- TASK TO COMPLETE -
Please repeat the material word for word, starting at its first line and stopping after the line that contains "[1168, 490]".

Entries from a point annotation set
......

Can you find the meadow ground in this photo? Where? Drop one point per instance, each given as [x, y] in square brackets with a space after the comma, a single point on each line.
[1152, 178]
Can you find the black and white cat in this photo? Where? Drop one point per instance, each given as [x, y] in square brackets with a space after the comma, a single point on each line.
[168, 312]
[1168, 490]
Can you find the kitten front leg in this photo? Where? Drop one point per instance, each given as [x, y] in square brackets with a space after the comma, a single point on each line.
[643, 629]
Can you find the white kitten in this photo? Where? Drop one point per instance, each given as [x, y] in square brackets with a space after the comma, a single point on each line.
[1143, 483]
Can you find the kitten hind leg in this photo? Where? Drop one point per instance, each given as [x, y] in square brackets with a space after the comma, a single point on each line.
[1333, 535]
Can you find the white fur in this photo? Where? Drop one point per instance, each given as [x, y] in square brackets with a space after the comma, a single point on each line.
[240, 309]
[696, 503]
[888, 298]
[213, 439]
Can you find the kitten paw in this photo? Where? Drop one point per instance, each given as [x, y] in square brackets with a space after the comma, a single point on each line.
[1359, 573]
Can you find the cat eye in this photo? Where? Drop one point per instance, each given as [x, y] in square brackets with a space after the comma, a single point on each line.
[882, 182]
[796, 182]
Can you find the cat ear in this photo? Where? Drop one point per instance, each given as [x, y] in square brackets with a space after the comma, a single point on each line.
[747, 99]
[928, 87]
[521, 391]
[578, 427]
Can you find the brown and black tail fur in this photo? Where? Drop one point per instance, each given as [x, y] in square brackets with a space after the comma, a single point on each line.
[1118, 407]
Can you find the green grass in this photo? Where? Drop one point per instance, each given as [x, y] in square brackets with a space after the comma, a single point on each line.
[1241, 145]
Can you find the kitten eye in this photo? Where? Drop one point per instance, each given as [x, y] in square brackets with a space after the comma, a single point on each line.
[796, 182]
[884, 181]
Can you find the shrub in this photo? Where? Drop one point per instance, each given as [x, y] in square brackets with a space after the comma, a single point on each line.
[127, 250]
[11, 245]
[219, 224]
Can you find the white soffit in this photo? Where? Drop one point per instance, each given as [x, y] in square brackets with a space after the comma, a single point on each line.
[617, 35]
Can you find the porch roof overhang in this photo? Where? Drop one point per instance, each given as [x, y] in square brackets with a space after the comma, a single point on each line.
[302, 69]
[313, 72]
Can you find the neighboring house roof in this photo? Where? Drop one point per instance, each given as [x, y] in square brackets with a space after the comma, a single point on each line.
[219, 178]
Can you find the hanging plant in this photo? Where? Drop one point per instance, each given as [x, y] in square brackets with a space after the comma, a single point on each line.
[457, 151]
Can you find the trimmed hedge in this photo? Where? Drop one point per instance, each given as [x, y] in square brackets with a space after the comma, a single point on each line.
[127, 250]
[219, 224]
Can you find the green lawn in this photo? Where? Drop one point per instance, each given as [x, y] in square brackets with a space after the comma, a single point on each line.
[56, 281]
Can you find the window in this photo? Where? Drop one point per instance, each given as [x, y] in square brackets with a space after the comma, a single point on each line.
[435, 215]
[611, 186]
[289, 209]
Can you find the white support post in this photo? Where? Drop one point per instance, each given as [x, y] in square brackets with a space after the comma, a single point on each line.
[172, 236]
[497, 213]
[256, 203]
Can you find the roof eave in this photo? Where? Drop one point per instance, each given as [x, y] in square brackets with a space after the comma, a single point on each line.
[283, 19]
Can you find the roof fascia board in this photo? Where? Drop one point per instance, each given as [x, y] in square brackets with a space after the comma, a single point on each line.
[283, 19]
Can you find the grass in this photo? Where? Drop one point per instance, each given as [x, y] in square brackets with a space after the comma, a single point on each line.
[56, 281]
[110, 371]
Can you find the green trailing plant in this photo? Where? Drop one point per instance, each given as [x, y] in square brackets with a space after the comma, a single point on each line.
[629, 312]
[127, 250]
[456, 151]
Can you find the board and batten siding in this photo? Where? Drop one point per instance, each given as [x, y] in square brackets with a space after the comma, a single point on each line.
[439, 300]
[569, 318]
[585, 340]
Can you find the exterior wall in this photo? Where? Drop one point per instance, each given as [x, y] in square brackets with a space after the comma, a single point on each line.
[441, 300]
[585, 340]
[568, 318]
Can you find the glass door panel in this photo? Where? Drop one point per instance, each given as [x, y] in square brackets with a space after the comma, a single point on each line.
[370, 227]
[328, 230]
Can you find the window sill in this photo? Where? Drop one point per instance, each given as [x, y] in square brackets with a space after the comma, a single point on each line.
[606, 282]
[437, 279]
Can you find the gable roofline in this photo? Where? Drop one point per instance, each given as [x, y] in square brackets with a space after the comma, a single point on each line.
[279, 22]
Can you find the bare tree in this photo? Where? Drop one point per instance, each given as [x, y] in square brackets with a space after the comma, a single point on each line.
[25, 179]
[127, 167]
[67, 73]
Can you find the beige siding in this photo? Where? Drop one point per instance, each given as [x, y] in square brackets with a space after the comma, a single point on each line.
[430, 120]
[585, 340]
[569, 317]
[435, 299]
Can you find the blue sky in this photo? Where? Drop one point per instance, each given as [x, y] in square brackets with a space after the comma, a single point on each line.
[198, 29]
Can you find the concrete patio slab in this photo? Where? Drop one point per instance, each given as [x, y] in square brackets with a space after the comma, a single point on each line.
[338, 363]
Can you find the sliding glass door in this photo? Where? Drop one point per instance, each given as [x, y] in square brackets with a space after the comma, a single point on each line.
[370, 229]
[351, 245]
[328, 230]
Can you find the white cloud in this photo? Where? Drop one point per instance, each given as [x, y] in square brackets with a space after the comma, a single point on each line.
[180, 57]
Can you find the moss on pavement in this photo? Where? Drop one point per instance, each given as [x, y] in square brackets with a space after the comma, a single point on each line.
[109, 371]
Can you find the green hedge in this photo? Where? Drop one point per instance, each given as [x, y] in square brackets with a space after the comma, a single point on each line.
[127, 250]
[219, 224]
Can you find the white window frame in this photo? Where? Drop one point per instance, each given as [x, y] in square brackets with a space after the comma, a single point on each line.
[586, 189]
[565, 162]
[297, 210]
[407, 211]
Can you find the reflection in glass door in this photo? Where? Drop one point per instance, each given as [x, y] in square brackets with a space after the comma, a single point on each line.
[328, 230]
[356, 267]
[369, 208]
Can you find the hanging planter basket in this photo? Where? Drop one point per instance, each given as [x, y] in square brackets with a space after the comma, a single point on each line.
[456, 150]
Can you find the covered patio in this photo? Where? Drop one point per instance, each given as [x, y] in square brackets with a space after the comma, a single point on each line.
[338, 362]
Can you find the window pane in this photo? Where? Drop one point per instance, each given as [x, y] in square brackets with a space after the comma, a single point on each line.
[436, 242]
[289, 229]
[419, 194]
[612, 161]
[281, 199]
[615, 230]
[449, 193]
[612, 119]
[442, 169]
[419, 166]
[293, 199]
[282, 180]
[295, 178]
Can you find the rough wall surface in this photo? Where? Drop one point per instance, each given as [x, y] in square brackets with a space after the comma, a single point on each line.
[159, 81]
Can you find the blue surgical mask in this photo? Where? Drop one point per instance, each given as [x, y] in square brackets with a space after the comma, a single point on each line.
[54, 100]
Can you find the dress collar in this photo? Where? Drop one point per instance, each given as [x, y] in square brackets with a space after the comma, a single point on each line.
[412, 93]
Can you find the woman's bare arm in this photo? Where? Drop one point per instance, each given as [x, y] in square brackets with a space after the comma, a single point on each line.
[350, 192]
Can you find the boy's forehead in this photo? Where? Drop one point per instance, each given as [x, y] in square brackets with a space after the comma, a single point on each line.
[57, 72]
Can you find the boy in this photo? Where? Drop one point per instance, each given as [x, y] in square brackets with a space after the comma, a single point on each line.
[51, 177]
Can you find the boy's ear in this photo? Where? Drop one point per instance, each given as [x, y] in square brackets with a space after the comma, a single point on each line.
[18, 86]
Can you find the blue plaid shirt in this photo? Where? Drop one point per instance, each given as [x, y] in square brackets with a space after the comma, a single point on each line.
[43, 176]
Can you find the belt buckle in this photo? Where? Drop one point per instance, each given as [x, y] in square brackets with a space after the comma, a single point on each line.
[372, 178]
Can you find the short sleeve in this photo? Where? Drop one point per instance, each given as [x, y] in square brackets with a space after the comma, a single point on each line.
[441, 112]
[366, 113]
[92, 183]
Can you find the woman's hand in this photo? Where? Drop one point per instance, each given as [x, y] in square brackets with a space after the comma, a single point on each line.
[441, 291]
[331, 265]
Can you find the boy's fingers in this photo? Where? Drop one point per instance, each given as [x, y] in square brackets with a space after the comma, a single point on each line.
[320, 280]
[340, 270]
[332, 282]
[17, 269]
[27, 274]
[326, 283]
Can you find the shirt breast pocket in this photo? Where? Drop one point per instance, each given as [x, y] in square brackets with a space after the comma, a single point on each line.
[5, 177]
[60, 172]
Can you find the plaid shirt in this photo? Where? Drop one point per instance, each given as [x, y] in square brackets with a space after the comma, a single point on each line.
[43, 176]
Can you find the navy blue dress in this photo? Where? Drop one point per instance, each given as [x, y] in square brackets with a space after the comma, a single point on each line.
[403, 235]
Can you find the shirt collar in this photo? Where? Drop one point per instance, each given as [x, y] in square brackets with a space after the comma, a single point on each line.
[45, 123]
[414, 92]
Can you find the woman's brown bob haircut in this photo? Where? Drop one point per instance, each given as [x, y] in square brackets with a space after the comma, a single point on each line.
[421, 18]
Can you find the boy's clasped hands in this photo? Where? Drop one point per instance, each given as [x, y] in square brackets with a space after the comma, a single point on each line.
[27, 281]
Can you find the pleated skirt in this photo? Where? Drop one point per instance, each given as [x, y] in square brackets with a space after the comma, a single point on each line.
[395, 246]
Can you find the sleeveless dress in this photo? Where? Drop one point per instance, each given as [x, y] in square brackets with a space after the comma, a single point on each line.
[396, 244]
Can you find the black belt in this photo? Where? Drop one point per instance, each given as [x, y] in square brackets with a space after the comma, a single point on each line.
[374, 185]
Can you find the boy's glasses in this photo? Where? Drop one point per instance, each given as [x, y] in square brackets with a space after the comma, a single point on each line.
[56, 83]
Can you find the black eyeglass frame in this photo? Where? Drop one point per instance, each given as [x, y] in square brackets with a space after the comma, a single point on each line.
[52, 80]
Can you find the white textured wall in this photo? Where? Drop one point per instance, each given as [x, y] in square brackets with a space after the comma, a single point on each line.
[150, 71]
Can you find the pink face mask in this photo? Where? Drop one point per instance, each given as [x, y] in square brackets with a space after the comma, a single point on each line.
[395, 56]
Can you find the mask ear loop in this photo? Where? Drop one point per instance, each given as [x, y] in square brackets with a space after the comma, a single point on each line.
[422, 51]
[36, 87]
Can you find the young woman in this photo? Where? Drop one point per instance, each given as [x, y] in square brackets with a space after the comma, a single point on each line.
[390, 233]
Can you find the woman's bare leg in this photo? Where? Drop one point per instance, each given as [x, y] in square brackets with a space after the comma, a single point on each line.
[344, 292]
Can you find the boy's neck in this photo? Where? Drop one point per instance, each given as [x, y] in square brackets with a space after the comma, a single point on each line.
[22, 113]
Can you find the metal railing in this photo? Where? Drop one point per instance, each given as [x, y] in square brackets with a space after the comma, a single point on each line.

......

- ANSWER TO THIS EXERCISE -
Can you find the meadow ground in this photo? Where? Drop one point per instance, each given as [x, y] in square brackets with a space after the comma, a single point on each line.
[1152, 178]
Can you find the black and white cat in this photo? Where? Drop one point per instance, each given as [x, y] in square brackets with a space after the comma, a single point on each line.
[168, 312]
[1168, 490]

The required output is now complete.